*** Opening of Extracted text ***
2. Rights in Movables. The tenant dweller on any particular lot of ground owns everything on it, except the ground itself. If a foreigner buy a piece of ground, he may or may not buy the houses, and so forth, according to agreement. The movables on any ground are houses, trees, and any vegetables planted.

XI. Exchange Relations.

There is no coin or metal currency, except among the coast tribes, where foreign governments have introduced it. Foreign trade-goods are everywhere the medium of purchase and exchange. But there is a sort of currency, in the shape of iron spear-heads and other forms resembling miniature hatchets, a certain number of which are given by interior tribes in the purchase of a wife. They are used only for this purpose, and are exchanged by the parties themselves for the foreign goods required in the dowry.

They are manufactured by any village blacksmith from imported iron. They are not received or recognized by white traders.

Formerly cowry shells were used, even by foreign traders, as a currency; and they are still so used in the Sudan. But in all coast tribes purchase and sale are effected by foreign-made calico prints, pottery, cutlery, guns, powder, rum, and a great variety of other goods.
*** Close of Extracted text ***
*** Opening of Record excerpts ***
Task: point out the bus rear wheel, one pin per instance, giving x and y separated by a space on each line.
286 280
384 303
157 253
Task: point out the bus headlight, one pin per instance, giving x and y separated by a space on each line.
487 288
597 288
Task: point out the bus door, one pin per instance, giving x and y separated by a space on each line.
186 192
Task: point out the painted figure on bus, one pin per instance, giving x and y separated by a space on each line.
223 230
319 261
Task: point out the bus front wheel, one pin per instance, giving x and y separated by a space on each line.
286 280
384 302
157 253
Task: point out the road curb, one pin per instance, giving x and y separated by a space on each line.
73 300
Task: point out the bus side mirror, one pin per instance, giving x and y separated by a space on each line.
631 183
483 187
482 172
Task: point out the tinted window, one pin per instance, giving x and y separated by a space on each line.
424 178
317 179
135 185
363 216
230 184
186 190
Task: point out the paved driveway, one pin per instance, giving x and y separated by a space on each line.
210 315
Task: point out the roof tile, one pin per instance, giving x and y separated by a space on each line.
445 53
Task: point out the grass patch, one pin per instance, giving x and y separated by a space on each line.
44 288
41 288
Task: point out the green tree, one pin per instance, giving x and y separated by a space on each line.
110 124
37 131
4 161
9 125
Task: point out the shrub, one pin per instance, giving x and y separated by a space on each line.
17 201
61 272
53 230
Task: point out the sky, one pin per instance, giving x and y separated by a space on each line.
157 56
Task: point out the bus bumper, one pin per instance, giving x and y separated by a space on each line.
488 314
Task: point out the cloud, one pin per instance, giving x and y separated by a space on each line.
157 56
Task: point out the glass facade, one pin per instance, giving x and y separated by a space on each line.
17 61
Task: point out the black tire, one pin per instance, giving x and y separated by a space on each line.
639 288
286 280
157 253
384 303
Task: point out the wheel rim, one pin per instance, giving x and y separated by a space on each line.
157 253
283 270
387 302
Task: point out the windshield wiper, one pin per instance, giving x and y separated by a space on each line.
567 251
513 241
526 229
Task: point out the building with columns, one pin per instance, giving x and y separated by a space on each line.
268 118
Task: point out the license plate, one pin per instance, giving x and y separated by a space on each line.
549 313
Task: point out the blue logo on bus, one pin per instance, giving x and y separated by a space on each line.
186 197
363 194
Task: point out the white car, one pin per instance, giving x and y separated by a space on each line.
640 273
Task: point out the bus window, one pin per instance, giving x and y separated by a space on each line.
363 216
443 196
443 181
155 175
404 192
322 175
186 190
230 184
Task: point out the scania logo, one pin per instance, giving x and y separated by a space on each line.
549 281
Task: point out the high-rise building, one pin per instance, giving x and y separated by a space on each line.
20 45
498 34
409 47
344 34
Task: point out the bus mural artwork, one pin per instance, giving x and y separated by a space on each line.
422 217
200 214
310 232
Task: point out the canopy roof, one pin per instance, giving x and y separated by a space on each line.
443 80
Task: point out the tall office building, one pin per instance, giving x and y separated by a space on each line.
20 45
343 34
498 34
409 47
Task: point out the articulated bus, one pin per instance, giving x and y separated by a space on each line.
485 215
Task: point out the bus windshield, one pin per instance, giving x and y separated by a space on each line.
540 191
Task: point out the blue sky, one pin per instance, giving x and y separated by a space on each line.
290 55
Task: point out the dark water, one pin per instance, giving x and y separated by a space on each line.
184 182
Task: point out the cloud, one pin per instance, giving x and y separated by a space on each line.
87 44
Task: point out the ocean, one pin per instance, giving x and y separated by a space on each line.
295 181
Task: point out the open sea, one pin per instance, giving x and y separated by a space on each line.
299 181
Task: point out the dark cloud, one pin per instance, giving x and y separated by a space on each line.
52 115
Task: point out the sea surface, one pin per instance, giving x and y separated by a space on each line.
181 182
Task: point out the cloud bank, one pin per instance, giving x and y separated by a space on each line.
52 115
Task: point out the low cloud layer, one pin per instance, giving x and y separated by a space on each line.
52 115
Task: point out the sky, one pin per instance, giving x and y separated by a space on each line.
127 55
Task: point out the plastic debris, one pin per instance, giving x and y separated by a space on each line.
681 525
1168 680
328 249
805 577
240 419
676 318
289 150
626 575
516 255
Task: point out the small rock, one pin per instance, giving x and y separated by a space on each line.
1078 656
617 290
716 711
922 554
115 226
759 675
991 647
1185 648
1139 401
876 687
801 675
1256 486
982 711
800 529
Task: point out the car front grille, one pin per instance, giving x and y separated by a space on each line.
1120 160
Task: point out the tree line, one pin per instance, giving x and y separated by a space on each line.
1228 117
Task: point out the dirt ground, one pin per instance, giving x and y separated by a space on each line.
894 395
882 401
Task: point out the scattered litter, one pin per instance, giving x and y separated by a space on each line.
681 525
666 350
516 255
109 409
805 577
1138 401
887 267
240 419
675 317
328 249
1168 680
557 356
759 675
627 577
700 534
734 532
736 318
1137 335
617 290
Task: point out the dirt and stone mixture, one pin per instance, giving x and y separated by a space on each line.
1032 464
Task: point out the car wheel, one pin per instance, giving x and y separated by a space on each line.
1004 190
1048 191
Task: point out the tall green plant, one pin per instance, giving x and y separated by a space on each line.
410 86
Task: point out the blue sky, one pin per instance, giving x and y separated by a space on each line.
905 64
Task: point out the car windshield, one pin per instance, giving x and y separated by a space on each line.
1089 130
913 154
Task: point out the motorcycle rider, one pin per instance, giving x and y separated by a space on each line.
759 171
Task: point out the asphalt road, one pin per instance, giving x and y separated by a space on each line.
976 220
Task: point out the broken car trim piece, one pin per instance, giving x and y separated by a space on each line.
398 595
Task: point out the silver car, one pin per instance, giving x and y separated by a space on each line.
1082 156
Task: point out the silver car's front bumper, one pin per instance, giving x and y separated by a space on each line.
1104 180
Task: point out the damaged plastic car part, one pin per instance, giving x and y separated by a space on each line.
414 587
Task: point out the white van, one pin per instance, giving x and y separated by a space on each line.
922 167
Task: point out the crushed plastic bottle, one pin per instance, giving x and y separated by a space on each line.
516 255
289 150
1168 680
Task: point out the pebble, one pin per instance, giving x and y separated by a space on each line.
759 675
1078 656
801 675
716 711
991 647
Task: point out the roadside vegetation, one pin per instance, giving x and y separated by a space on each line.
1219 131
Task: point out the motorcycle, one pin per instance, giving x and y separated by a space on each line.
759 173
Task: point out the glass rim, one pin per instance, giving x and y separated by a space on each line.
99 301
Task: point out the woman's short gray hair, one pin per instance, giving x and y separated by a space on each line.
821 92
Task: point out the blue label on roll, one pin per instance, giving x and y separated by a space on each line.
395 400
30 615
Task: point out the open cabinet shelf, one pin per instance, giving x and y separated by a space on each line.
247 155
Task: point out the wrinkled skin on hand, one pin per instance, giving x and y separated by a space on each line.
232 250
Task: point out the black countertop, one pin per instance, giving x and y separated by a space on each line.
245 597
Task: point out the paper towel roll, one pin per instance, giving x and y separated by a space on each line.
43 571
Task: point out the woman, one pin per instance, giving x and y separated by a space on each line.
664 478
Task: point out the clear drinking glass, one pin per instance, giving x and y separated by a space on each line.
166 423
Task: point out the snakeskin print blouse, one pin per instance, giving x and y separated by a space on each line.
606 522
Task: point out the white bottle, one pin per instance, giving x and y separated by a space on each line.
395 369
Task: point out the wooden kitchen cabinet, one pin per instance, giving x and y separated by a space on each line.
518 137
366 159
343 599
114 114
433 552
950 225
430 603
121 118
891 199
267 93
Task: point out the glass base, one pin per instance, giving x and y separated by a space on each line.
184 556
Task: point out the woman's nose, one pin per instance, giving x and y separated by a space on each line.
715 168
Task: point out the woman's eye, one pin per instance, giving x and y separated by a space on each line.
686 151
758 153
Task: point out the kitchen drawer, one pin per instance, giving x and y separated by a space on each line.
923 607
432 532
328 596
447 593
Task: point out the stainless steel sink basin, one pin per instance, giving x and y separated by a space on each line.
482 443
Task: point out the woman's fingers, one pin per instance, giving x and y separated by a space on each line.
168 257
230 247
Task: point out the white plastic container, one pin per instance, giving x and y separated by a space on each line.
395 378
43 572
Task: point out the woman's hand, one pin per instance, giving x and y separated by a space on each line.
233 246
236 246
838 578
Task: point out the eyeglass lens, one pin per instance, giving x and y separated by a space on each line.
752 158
*** Close of Record excerpts ***
# [What you are asked to do]
In the passage on exchange relations, why do the parties trade the iron spear-heads and miniature-hatchet pieces for foreign goods? Answer in one to three sentences.

# [Task result]
Interior tribes give these iron pieces only when purchasing a wife. The dowry requires foreign goods, so the parties themselves exchange the pieces for those goods.